## What you are asked to do
The data needs to be returned in full, exactly as it reads.

** Opening Entries provided block **

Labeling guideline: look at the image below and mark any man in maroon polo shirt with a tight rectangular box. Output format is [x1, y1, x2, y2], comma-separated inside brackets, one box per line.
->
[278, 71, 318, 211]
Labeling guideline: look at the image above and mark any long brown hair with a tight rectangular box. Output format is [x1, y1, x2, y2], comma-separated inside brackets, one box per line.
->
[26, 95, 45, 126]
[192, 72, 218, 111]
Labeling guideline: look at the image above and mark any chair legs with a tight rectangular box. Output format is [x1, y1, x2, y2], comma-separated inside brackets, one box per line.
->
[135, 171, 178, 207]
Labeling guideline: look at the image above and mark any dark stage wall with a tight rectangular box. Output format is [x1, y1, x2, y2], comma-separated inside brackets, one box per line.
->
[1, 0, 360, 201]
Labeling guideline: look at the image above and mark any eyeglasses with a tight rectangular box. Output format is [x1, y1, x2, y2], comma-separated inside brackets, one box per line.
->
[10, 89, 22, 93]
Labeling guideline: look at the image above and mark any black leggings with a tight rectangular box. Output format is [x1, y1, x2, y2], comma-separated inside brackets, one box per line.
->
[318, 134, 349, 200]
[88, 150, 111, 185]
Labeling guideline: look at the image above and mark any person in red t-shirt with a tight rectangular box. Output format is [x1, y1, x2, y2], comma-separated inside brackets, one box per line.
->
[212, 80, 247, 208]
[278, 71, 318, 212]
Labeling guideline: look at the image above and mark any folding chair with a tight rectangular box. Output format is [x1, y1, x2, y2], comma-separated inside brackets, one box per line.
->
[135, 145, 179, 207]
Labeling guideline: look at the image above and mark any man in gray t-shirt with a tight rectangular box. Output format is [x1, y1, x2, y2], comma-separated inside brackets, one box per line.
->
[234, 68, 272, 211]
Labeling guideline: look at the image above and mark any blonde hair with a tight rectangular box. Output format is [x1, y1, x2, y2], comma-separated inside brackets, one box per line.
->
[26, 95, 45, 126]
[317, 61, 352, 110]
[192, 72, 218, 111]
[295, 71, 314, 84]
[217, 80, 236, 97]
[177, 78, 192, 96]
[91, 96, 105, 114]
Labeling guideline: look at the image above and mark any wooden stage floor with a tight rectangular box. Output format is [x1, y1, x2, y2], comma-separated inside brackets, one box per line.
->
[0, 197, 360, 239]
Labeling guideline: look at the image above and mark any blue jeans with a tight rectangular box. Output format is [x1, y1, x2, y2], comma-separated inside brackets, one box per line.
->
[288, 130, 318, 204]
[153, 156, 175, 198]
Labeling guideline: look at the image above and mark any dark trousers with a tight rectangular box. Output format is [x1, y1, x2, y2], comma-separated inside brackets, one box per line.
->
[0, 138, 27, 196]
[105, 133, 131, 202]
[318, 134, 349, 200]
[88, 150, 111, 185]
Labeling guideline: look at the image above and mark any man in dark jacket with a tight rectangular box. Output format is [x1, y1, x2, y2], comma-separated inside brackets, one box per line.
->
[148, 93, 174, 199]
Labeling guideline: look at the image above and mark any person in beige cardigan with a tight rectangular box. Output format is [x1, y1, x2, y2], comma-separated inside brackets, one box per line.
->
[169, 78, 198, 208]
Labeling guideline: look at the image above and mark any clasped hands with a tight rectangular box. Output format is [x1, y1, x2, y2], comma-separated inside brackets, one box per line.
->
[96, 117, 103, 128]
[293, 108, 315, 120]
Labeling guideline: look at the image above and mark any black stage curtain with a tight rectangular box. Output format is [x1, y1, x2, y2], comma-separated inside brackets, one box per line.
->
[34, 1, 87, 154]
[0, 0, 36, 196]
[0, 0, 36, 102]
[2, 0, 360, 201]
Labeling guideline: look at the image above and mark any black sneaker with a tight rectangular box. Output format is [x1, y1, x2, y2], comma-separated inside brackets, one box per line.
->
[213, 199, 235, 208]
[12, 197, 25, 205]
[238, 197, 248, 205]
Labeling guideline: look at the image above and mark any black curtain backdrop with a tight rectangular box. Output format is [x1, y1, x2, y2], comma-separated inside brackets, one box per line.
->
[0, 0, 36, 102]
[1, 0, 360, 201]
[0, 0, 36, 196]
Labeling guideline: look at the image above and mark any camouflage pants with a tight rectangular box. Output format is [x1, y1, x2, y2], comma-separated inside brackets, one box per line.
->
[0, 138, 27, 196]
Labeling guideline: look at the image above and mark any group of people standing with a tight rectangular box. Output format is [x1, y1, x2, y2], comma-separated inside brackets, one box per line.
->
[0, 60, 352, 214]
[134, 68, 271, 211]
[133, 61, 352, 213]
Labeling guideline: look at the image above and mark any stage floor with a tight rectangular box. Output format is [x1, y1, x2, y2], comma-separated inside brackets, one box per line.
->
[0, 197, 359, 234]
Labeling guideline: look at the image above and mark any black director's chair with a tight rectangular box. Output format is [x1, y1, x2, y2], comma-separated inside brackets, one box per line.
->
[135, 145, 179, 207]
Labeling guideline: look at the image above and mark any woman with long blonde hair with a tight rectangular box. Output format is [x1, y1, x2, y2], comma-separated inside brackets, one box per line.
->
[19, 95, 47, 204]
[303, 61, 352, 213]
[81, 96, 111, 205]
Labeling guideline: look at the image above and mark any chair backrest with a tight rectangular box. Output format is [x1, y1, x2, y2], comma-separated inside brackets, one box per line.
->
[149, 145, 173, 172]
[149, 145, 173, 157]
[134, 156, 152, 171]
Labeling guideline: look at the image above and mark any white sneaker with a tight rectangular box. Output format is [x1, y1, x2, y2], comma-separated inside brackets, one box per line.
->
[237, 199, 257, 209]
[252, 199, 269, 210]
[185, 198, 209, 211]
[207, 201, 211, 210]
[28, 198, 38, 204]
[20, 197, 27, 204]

** Closing Entries provided block **

## Answer to this exercise
Labeling guideline: look at the image below and mark any man in maroon polo shirt with a tight rectangular box. Output format is [x1, y1, x2, y2], comma-separated inside brackets, one box per line.
->
[278, 71, 318, 211]
Labeling guideline: look at the image above and mark any long brown hair with a tight rectangular box. Output format is [x1, y1, x2, y2], comma-separated inside brackets, one box per line.
->
[26, 95, 45, 126]
[192, 72, 218, 111]
Labeling guideline: look at the image above and mark any chair legs with a tight rectangular box. Output format is [x1, y1, x2, y2], comma-separated inside brackets, one box per line.
->
[135, 171, 178, 207]
Labeling guideline: look at the image above and mark any dark stage wall with a tight rectangular box. Output format is [x1, y1, x2, y2], comma-separated inside brackets, one box per line.
->
[1, 0, 360, 201]
Labeling guideline: look at the image above and mark any eyeglasses with a tight rectangular box. Output format is [x1, y1, x2, y2], comma-separated inside brackets, one box per line.
->
[10, 89, 22, 93]
Labeling guideline: look at the image above and mark any black leggings with a tight rectangular box. Output format is [x1, y1, x2, y2], comma-separated inside brackets, one box per line.
->
[318, 134, 349, 200]
[88, 150, 111, 185]
Labeling guideline: look at the image above and mark any person in red t-shirt with a tight rectangular box. Output format is [x1, y1, x2, y2], comma-separated inside brackets, one box per line.
->
[212, 80, 247, 208]
[278, 71, 318, 212]
Labeling guideline: look at the image above and mark any folding chair with a tight rectangular box. Output format is [x1, y1, x2, y2], comma-separated inside brackets, one box per line.
->
[135, 145, 179, 207]
Labeling guideline: look at the image above and mark any man in gray t-shirt with a tight rectangular box. Output format is [x1, y1, x2, y2], comma-separated inside brackets, one box per line.
->
[234, 68, 272, 211]
Labeling guideline: look at the image above and mark any blonde hair with a tight rectangular box. Output format is [x1, y1, x2, y2], comma-separated inside brackets, one box per line.
->
[26, 95, 45, 126]
[317, 61, 352, 110]
[192, 72, 218, 111]
[295, 71, 314, 84]
[217, 80, 236, 97]
[177, 78, 192, 96]
[91, 96, 105, 114]
Labeling guideline: look at the image above and mark any wooden stage floor with a tight rectangular box. Output format is [x1, y1, x2, y2], comma-separated inside brackets, one box per line.
->
[0, 197, 360, 239]
Labeling guideline: look at the image above and mark any blue jeans with a tight rectangular box. Output format is [x1, y1, x2, y2], comma-separated inside brackets, one box per line.
->
[288, 130, 318, 204]
[153, 156, 175, 198]
Labeling guideline: look at the image above and mark any dark trousers with a tight rectangular box. Output format is [x1, y1, x2, y2], comma-separated inside brackets, one box per line.
->
[0, 138, 27, 196]
[105, 133, 131, 202]
[318, 134, 349, 200]
[88, 150, 111, 185]
Labeling guideline: look at the image above and mark any man in dark jacket with a tight rectangular box. Output format is [x1, y1, x2, y2], comma-separated inside brackets, one box per line.
->
[148, 93, 174, 199]
Labeling guideline: look at the image above and mark any person in beige cardigan with a tight rectangular box. Output format is [x1, y1, x2, y2], comma-separated inside brackets, one box per line.
->
[169, 78, 198, 208]
Labeling guideline: look at the image above and mark any clasped hands with a tight rectangular box. Output format is [x1, y1, x2, y2], comma-separated inside brackets, one box per line.
->
[96, 117, 103, 128]
[293, 108, 315, 120]
Labeling guideline: look at the image above and mark any black stage curtain with a tight rectangular box. Output format is [x1, y1, x2, y2], comma-separated inside brackets, one box per line.
->
[34, 1, 87, 154]
[0, 0, 36, 196]
[0, 0, 36, 102]
[2, 0, 360, 201]
Labeling guideline: look at the image above and mark any black sneaker with a tight rectangular box. Output format is [x1, y1, x2, y2], comma-separated inside brackets, one box per line.
->
[213, 199, 235, 208]
[12, 197, 25, 205]
[238, 197, 248, 205]
Labeling guideline: look at the image above and mark any black curtain backdrop with a tight rectangular box. Output format is [x1, y1, x2, y2], comma-separated inside brackets, one box per line.
->
[0, 0, 36, 102]
[1, 0, 360, 201]
[0, 0, 36, 196]
Labeling guideline: look at the image above and mark any camouflage pants with a tight rectangular box. Output format is [x1, y1, x2, y2], comma-separated inside brackets, one box per line.
->
[0, 138, 27, 196]
Labeling guideline: look at the image above and mark any group of people standing with a tight rectangular box. Output format is [x1, y1, x2, y2], comma-separated inside brackets, one box per line.
->
[0, 60, 352, 214]
[134, 68, 271, 211]
[133, 61, 352, 213]
Labeling guideline: look at the image above and mark any stage floor with a tight rectangular box. Output format is [x1, y1, x2, y2], comma-separated inside brackets, one box per line.
->
[0, 197, 359, 234]
Labeling guideline: look at the image above and mark any black director's chair with a tight rectangular box. Output format is [x1, y1, x2, y2], comma-separated inside brackets, one box per line.
->
[135, 145, 179, 207]
Labeling guideline: look at the image above and mark any woman with long blonde hair with a tight rectangular box. Output format is [x1, y1, x2, y2], comma-separated inside brackets, one box per line.
->
[19, 95, 47, 204]
[303, 61, 352, 213]
[81, 96, 111, 205]
Labeling guideline: look at the image above and mark any chair backrest with a tight rectangular box. Output format is [x1, y1, x2, y2], comma-separated inside brackets, one box per line.
->
[149, 145, 173, 172]
[149, 145, 173, 157]
[134, 156, 152, 171]
Labeling guideline: look at the image above and mark any white sneaker with a tight rectangular box. Output format is [x1, y1, x2, y2], comma-separated inside brackets, one box per line.
->
[237, 199, 257, 209]
[252, 199, 269, 210]
[185, 198, 209, 211]
[207, 201, 211, 210]
[28, 198, 38, 204]
[20, 197, 27, 204]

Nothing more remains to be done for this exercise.